- Task brief:
Change "wood bar paneling" to "wooden bar paneling" in the data, starting with the line containing "Target: red wood bar paneling" and going on through the line containing "pixel 352 347". Return only those lines, with nothing else altered.

- Dataset:
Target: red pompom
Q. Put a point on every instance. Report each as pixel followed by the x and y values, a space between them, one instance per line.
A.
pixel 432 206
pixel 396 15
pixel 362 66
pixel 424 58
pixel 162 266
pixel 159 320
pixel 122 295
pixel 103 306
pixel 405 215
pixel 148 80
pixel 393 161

* * *

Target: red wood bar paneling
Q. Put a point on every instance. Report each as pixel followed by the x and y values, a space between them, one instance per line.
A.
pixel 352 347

==

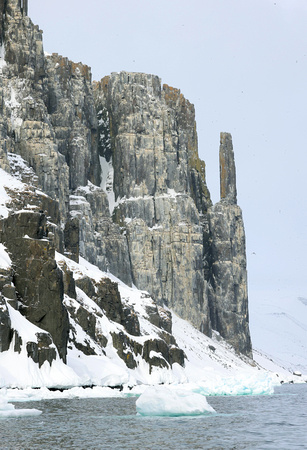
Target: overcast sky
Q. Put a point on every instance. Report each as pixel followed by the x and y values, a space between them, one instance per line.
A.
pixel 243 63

- Solution for this exercise:
Target: red wooden bar paneling
Q. Put a point on every instance. Report each as pixel followed by the x and y values, a space between them, one instance per line.
A.
pixel 352 347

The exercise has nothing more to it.